EXERCISE SET
A: List every person named in the article below about the Mars rover.
B: In the Mars rover article below, how many suggestions was Franklin's name picked from?
C: Summarize the Mars rover article below in two sentences.
EXTRACT TO READ: Begin
Mars Rover named after female scientist behind DNA discovery
EUROPE’S first Mars Rover will be named after the British female scientist who helped discover DNA but was overshadowed by her male colleagues.
Rosalind Franklin, the English chemist whose groundbreaking “photo 51” enabled James Watson and Francis Crick to decipher DNA’S double helix, will have her name given to the space robot that launches for the Red Planet next year.
The Uk-assembled craft will carry a 6.5ft drill to look for evidence of organisms below the Martian surface in a former ocean bed. Experts working on the project have said the mission has a “50/50” chance of finding life.
Chris Skidmore, the science minister, said yesterday it was “tremendously fitting” that the rover would be named after someone who played a crucial role in understanding the fundamentals of life.
“Just as Franklin overcame many obstacles during her career, I hope ‘Rosalind the rover’ will successfully persevere in this exciting adventure, inspiring generations of female scientists and engineers to come,” he said.
Born in 1920, Franklin was a pioneer in the field of X-ray crystallography. Her pictures provided the insights for Crick and Watson to build the first 3D model of the two-stranded macromolecule, that led to the understanding of DNA as the code for life.
However, her death at the age of 37 from ovarian cancer in 1958 meant she was not considered for a Nobel Prize. Crick, Watson and another colleague Maurice Wilkins received the prize for the breakthrough in 1962.
Her name was picked from more than 36,000 suggestions. Dr Alice Bunn, of the UK Space Agency, said: “Franklin is one of science’s most influential women. It’s fitting that the robot bearing her name will search for the building blocks of life on Mars, as she did so on Earth through her work.”
EXTRACT TO READ: End
GIVEN RECORDS: Begin
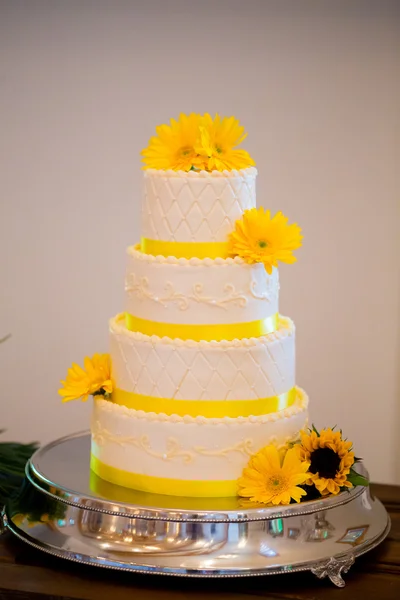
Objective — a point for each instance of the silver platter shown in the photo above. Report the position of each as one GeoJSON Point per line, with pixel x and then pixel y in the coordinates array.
{"type": "Point", "coordinates": [66, 510]}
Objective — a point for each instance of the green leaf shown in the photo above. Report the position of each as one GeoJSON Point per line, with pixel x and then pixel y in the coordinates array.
{"type": "Point", "coordinates": [357, 479]}
{"type": "Point", "coordinates": [13, 458]}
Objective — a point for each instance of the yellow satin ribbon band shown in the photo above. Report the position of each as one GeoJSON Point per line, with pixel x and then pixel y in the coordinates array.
{"type": "Point", "coordinates": [185, 249]}
{"type": "Point", "coordinates": [205, 408]}
{"type": "Point", "coordinates": [163, 485]}
{"type": "Point", "coordinates": [221, 331]}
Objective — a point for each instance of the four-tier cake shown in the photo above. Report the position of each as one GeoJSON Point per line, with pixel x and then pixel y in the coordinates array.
{"type": "Point", "coordinates": [203, 364]}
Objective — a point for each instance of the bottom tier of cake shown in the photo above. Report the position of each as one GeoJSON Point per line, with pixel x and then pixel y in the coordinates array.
{"type": "Point", "coordinates": [184, 456]}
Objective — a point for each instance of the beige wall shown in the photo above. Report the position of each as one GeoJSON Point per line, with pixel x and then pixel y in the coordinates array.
{"type": "Point", "coordinates": [317, 86]}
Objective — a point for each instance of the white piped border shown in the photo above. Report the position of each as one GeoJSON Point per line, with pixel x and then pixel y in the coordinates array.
{"type": "Point", "coordinates": [193, 262]}
{"type": "Point", "coordinates": [299, 406]}
{"type": "Point", "coordinates": [249, 172]}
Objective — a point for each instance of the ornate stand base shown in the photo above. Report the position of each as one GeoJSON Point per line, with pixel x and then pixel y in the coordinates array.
{"type": "Point", "coordinates": [65, 510]}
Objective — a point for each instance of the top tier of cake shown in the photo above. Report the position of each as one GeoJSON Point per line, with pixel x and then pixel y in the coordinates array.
{"type": "Point", "coordinates": [195, 206]}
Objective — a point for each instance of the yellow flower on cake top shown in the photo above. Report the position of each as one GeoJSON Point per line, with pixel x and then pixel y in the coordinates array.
{"type": "Point", "coordinates": [218, 140]}
{"type": "Point", "coordinates": [330, 460]}
{"type": "Point", "coordinates": [174, 146]}
{"type": "Point", "coordinates": [272, 477]}
{"type": "Point", "coordinates": [258, 237]}
{"type": "Point", "coordinates": [94, 379]}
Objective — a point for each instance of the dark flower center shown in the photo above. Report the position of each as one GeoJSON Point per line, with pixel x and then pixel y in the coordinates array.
{"type": "Point", "coordinates": [186, 150]}
{"type": "Point", "coordinates": [325, 462]}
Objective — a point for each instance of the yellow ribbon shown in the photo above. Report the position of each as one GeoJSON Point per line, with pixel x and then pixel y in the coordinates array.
{"type": "Point", "coordinates": [185, 249]}
{"type": "Point", "coordinates": [205, 408]}
{"type": "Point", "coordinates": [163, 485]}
{"type": "Point", "coordinates": [221, 331]}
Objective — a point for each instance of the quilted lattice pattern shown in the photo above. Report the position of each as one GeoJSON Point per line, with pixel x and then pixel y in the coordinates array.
{"type": "Point", "coordinates": [203, 372]}
{"type": "Point", "coordinates": [195, 209]}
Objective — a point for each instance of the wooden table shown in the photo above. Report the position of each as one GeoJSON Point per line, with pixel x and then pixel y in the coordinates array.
{"type": "Point", "coordinates": [27, 573]}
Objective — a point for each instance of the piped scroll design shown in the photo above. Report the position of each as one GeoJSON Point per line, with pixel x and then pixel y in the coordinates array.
{"type": "Point", "coordinates": [173, 449]}
{"type": "Point", "coordinates": [140, 289]}
{"type": "Point", "coordinates": [333, 568]}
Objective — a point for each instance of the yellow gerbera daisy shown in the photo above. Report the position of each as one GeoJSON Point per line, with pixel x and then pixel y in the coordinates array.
{"type": "Point", "coordinates": [94, 379]}
{"type": "Point", "coordinates": [330, 459]}
{"type": "Point", "coordinates": [258, 237]}
{"type": "Point", "coordinates": [273, 478]}
{"type": "Point", "coordinates": [218, 140]}
{"type": "Point", "coordinates": [173, 147]}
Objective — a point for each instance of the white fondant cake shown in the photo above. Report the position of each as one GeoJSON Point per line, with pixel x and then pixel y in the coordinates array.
{"type": "Point", "coordinates": [195, 206]}
{"type": "Point", "coordinates": [196, 391]}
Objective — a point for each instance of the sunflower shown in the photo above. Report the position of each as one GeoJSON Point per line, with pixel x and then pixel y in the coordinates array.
{"type": "Point", "coordinates": [330, 458]}
{"type": "Point", "coordinates": [218, 140]}
{"type": "Point", "coordinates": [94, 379]}
{"type": "Point", "coordinates": [173, 147]}
{"type": "Point", "coordinates": [274, 477]}
{"type": "Point", "coordinates": [258, 237]}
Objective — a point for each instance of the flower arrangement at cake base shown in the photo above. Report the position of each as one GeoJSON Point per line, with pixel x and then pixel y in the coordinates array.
{"type": "Point", "coordinates": [316, 465]}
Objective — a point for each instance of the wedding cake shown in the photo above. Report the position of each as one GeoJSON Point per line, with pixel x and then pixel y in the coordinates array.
{"type": "Point", "coordinates": [202, 363]}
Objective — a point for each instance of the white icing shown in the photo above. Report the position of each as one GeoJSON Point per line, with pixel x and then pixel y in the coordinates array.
{"type": "Point", "coordinates": [188, 448]}
{"type": "Point", "coordinates": [215, 292]}
{"type": "Point", "coordinates": [244, 369]}
{"type": "Point", "coordinates": [195, 206]}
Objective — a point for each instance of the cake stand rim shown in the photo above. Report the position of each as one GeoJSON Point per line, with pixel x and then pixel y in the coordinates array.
{"type": "Point", "coordinates": [345, 558]}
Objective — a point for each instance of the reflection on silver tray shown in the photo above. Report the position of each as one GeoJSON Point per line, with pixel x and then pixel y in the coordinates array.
{"type": "Point", "coordinates": [66, 510]}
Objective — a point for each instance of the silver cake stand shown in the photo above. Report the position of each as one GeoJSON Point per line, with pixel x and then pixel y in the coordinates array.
{"type": "Point", "coordinates": [65, 510]}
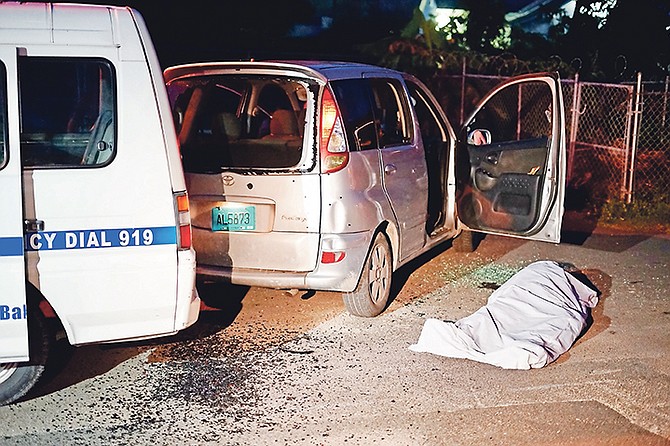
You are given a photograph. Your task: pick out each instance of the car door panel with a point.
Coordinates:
(514, 183)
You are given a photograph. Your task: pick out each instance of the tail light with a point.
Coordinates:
(183, 220)
(334, 154)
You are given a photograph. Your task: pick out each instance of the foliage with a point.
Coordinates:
(602, 41)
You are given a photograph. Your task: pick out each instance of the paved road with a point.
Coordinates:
(354, 381)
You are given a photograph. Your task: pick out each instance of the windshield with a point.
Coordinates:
(231, 121)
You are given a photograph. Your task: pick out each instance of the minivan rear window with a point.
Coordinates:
(232, 121)
(374, 111)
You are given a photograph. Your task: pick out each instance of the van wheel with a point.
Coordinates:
(374, 287)
(17, 378)
(465, 242)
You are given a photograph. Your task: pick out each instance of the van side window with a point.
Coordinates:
(68, 112)
(354, 100)
(391, 112)
(3, 116)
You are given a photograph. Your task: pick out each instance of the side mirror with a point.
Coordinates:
(479, 137)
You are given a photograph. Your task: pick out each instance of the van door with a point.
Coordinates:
(403, 166)
(101, 220)
(13, 311)
(511, 160)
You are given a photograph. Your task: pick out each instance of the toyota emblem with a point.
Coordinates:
(228, 180)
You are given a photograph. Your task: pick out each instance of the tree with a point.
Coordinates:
(486, 23)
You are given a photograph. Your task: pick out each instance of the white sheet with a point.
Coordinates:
(528, 322)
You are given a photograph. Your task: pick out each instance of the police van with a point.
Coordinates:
(95, 234)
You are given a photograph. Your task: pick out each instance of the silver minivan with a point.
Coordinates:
(317, 175)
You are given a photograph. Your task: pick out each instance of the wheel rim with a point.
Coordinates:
(7, 370)
(379, 275)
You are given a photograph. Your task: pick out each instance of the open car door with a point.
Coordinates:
(511, 160)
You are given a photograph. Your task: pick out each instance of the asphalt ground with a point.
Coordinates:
(349, 380)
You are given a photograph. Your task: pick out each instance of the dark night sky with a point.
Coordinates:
(203, 30)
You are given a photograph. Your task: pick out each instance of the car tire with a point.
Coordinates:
(372, 293)
(464, 242)
(17, 378)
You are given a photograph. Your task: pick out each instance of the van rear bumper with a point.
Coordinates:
(341, 276)
(188, 301)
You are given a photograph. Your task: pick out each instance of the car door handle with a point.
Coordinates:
(33, 225)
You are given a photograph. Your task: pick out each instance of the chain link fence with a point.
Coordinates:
(618, 135)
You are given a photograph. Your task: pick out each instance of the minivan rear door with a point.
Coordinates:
(403, 166)
(13, 311)
(250, 167)
(511, 160)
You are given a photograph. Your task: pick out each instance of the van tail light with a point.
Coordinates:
(183, 220)
(332, 256)
(334, 154)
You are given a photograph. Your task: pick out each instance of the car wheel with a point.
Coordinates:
(17, 378)
(374, 287)
(464, 242)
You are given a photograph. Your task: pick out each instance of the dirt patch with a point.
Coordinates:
(234, 319)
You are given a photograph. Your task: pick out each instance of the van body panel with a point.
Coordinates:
(13, 308)
(290, 226)
(105, 251)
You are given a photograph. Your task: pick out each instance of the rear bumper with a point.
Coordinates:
(341, 276)
(188, 302)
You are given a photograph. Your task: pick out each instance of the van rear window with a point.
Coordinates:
(68, 109)
(230, 121)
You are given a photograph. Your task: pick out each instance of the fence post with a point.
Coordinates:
(463, 91)
(665, 108)
(632, 153)
(574, 125)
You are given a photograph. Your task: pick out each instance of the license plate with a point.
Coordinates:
(234, 218)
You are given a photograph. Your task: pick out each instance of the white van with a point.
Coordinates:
(95, 233)
(331, 175)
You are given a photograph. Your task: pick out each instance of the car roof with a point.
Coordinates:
(324, 70)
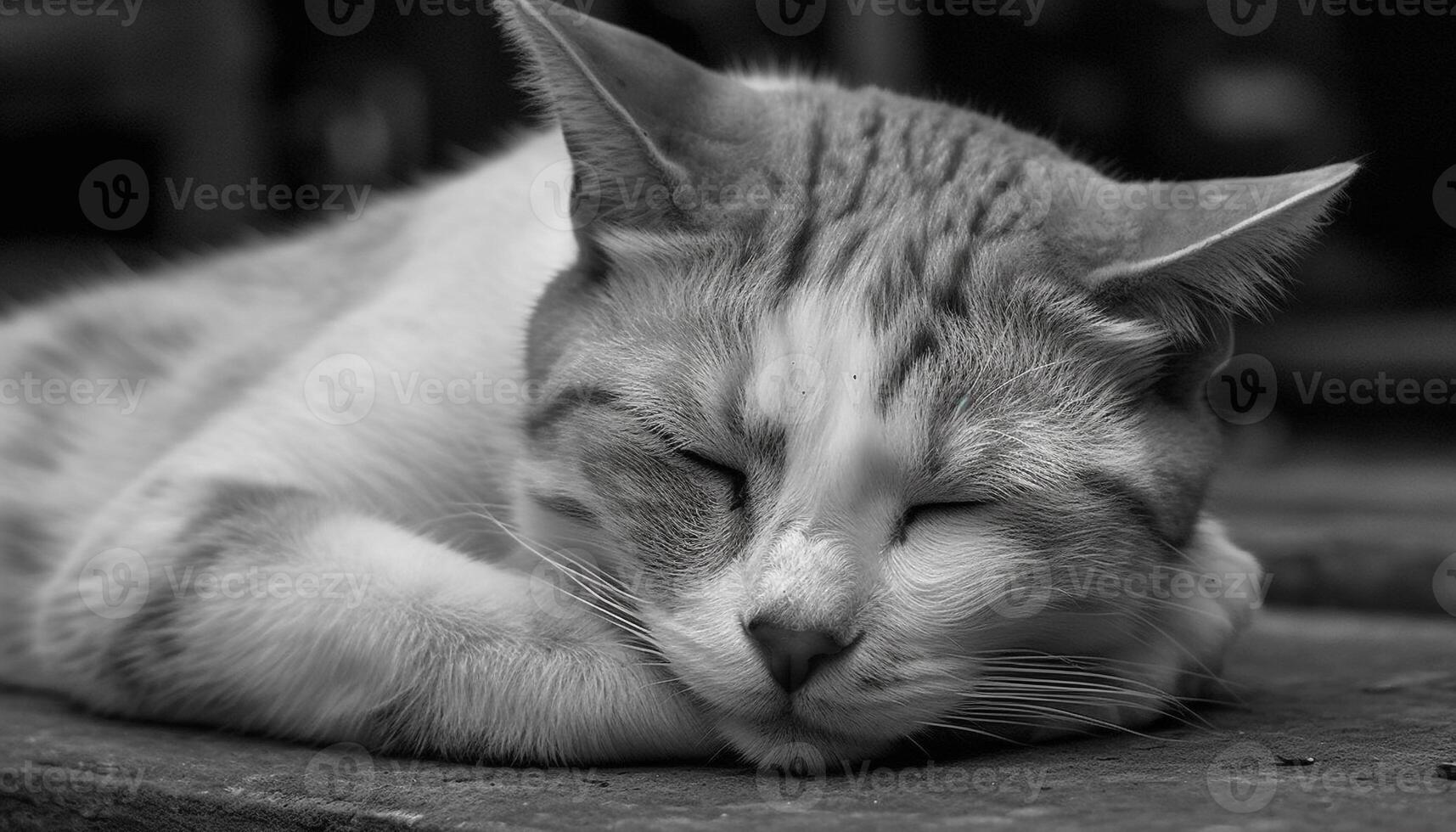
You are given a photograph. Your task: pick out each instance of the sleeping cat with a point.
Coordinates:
(822, 417)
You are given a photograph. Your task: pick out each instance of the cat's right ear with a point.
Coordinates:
(649, 130)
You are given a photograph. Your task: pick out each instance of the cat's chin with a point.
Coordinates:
(792, 744)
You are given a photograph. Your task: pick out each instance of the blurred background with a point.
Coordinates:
(1354, 503)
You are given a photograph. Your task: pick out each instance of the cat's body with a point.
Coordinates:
(830, 459)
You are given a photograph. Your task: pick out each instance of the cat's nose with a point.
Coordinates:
(792, 655)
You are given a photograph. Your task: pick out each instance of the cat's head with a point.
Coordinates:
(855, 395)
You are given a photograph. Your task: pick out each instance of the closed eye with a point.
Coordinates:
(735, 480)
(925, 510)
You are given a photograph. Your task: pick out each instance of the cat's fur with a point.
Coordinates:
(739, 407)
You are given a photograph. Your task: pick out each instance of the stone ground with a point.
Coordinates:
(1368, 695)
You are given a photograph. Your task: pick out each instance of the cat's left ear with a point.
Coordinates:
(654, 138)
(1195, 254)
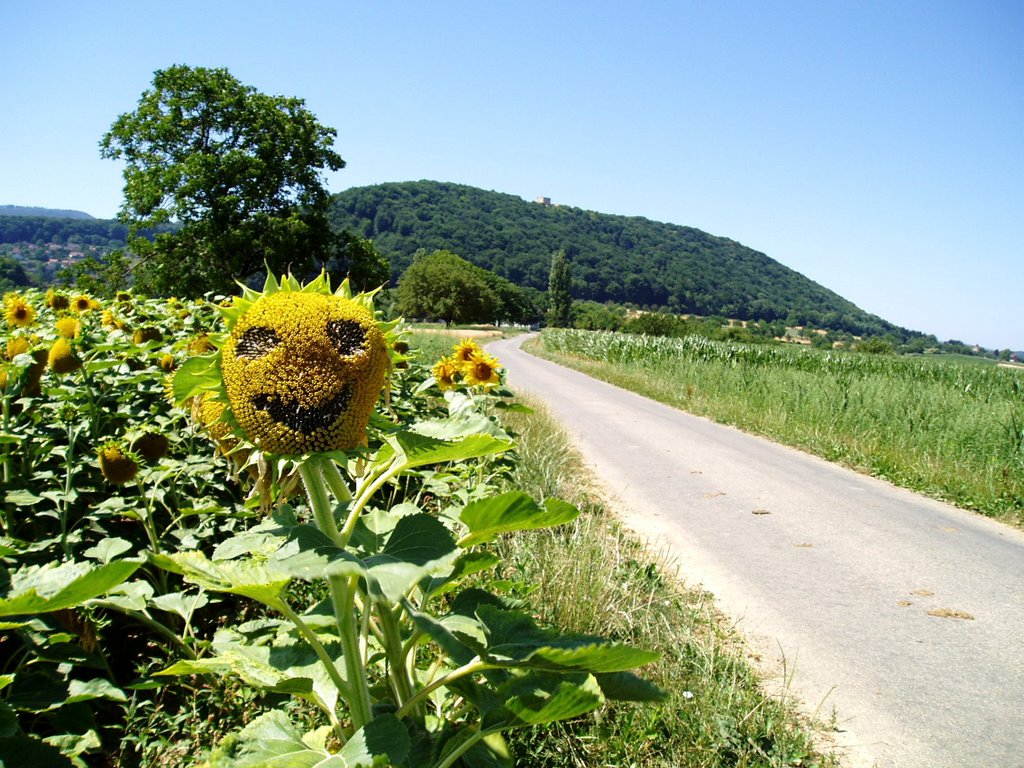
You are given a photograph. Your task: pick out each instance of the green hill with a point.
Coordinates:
(626, 259)
(57, 213)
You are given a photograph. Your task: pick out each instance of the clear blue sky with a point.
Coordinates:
(877, 147)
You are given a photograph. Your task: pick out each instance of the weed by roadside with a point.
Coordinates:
(594, 577)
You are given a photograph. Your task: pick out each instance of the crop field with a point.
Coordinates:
(950, 430)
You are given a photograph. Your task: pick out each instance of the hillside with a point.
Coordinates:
(625, 259)
(57, 213)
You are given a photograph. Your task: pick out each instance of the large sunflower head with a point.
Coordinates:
(83, 303)
(446, 373)
(56, 301)
(465, 350)
(17, 345)
(61, 358)
(481, 370)
(302, 367)
(117, 465)
(69, 327)
(18, 312)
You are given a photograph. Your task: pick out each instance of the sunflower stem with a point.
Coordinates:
(342, 595)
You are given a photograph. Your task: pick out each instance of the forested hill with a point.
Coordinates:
(57, 213)
(625, 259)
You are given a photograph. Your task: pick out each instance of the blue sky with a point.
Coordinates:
(877, 147)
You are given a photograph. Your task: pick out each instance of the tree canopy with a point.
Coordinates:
(239, 170)
(443, 286)
(559, 292)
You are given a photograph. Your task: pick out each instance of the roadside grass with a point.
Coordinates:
(951, 431)
(595, 577)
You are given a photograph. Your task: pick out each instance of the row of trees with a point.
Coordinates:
(445, 287)
(619, 259)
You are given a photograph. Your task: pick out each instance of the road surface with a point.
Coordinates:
(902, 614)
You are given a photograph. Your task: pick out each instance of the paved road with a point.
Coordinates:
(903, 614)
GIVEN RECORDS: End
EXERCISE SOLUTIONS
A: Rosalind Franklin, James Watson, Francis Crick, Chris Skidmore, Maurice Wilkins, Alice Bunn

B: More than 36,000 suggestions.

C: Europe's first Mars rover, a UK-assembled craft that will drill below the Martian surface to look for evidence of life, will be named after Rosalind Franklin, the English chemist whose "photo 51" enabled Watson and Crick to decipher DNA's double helix. Franklin died of ovarian cancer in 1958 at age 37, so she was not considered for the Nobel Prize that Crick, Watson and Maurice Wilkins received in 1962, and officials called the naming fitting because the rover will search for the building blocks of life.